TEXT UNDER STUDY:
□ □ □ □ □

Over summer Pat Deavoll is climbing in the South Island and dreaming of the fabled Hindu Kush.
The distant mountain chain at the intersection of Afghanistan and Pakistan is once more exerting a pull on the 56-year-old. She intends to be there by the middle of the year, ignoring travel warnings about Taleban militants and doing what she loves - climbing to formidable heights on unconquered routes among some of the highest peaks outside the Himalayas.
Over three decades Deavoll has forged a reputation as one of the world's leading women mountaineers.
Largely unknown in her own land beyond the climbing community, Deavoll has beaten the mountains by beating the odds - she is heading high on a titanium knee, an ankle held together by metal pins and screws, the uncertainty of debilitating high-altitude sickness and a history of depression, which during her career plunged her into a deep blackness when her expectations went unmet.
With medication and self-awareness, she has learned to manage times of despair. It has freed her to indulge an unquenchable hunger for heights. Her project for 2016 involves returning to the Wakhan Corridor in northeast Afghanistan, where she has climbed three times before. She is drawn she says by its isolation, rawness and physical challenges.
With new climbing partner Ted Callahan, an American based in Faizabad, the region's provincial capital, Deavoll is attempting the first traverse of 7017m Koh-e-Langua-e-Barfi and the 7072m Koh-e-Langar, two striking remote peaks which have been climbed just once. The ridge which connects them has never been crossed.
Years of conflict in Afghanistan have scared off climbers from its demanding peaks. Having safely sampled its attractions, Deavoll is confident she can return without incident. The New Zealander intends to spend three weeks acclimatising at altitude before striking out on the traverse in early August. The pair are timing their climb towards the late northern summer, when the high snows should have a firm crust making progress a little easier.
"We don't want to be struggling through deep snow. If it's got a firm top then we should get along a bit faster."
She expects wind but they might escape the bitter storms which lash the mighty summits further east.
"Fingers crossed," says the optimistic Deavoll, wary of fierce blasts which could impede their progress.

□ □ □ □ □

[Items from a data source]
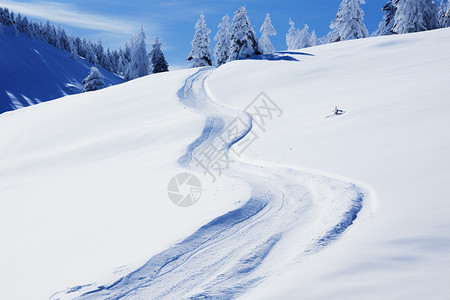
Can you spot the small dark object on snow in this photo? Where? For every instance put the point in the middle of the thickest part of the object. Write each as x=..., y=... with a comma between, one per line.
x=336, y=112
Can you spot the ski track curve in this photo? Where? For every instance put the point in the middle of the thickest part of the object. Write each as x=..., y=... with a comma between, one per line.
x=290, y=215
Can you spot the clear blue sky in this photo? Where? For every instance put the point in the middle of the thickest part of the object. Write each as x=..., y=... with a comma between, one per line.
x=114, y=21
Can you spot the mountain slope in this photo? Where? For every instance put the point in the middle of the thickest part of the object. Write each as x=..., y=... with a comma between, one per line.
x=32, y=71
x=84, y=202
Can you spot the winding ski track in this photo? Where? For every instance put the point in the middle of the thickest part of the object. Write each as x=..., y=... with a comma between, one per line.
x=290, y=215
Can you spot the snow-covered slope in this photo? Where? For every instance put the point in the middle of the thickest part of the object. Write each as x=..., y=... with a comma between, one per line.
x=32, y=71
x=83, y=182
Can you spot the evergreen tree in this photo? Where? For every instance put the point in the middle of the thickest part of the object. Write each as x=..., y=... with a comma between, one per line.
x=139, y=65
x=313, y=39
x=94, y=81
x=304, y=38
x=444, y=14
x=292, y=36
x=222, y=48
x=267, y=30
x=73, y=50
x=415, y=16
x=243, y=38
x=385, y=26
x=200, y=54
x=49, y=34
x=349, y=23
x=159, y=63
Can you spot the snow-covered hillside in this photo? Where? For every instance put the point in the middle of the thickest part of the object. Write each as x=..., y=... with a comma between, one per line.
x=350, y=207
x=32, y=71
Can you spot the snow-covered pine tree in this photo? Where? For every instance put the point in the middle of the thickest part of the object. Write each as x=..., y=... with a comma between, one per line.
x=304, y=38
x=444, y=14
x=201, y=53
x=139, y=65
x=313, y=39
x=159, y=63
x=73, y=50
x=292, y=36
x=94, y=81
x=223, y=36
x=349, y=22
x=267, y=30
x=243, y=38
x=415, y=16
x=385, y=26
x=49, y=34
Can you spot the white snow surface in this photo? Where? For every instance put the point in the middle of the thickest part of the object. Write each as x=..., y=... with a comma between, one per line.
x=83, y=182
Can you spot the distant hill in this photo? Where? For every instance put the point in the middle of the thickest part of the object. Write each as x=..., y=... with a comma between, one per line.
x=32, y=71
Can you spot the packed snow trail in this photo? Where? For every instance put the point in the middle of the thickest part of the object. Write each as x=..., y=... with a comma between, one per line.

□ □ □ □ □

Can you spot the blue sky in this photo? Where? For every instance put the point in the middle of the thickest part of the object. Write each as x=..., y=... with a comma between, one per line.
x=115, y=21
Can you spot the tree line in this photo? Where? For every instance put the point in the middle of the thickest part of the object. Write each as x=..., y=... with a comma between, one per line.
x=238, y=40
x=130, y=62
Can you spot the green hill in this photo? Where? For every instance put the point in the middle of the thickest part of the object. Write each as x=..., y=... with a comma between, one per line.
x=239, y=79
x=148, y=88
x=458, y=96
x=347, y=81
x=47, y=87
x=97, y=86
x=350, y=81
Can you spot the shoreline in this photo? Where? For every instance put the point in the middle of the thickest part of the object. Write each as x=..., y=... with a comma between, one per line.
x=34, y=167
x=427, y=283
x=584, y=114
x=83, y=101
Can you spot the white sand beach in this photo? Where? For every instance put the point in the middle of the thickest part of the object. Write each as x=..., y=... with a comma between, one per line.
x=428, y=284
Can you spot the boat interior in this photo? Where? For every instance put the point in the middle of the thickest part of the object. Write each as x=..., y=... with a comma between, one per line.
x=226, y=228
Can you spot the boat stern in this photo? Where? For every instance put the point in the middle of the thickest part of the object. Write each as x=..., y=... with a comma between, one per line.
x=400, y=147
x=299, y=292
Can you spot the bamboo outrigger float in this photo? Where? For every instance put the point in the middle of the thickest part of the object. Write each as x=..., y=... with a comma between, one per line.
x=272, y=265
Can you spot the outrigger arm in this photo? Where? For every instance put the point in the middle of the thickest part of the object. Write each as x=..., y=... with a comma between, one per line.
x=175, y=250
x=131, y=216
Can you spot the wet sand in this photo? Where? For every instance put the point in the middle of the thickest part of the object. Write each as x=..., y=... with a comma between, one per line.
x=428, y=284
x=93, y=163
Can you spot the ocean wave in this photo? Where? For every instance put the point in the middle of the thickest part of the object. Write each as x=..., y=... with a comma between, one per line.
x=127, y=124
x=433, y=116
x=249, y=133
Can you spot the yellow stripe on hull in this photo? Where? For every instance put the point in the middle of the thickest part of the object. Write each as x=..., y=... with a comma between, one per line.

□ □ □ □ □

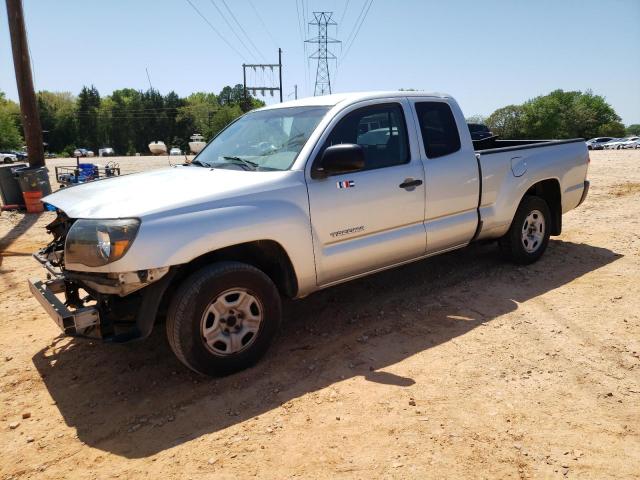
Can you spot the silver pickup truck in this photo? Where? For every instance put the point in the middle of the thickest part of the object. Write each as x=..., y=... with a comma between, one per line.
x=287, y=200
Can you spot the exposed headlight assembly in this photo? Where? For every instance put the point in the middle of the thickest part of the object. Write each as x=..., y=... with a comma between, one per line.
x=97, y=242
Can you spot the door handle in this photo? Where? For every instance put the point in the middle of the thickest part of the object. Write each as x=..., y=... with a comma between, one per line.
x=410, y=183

□ □ □ □ □

EXPLORE THE MATERIAL:
• 1. According to the climbing article, how many times has Deavoll climbed in the Wakhan Corridor before?
• 2. Repeat word for word the stretch of the climbing article from "Over three decades" through "expectations went unmet.".

EXERCISE SOLUTIONS:
• 1. Three times.

• 2.
Over three decades Deavoll has forged a reputation as one of the world's leading women mountaineers.
Largely unknown in her own land beyond the climbing community, Deavoll has beaten the mountains by beating the odds - she is heading high on a titanium knee, an ankle held together by metal pins and screws, the uncertainty of debilitating high-altitude sickness and a history of depression, which during her career plunged her into a deep blackness when her expectations went unmet.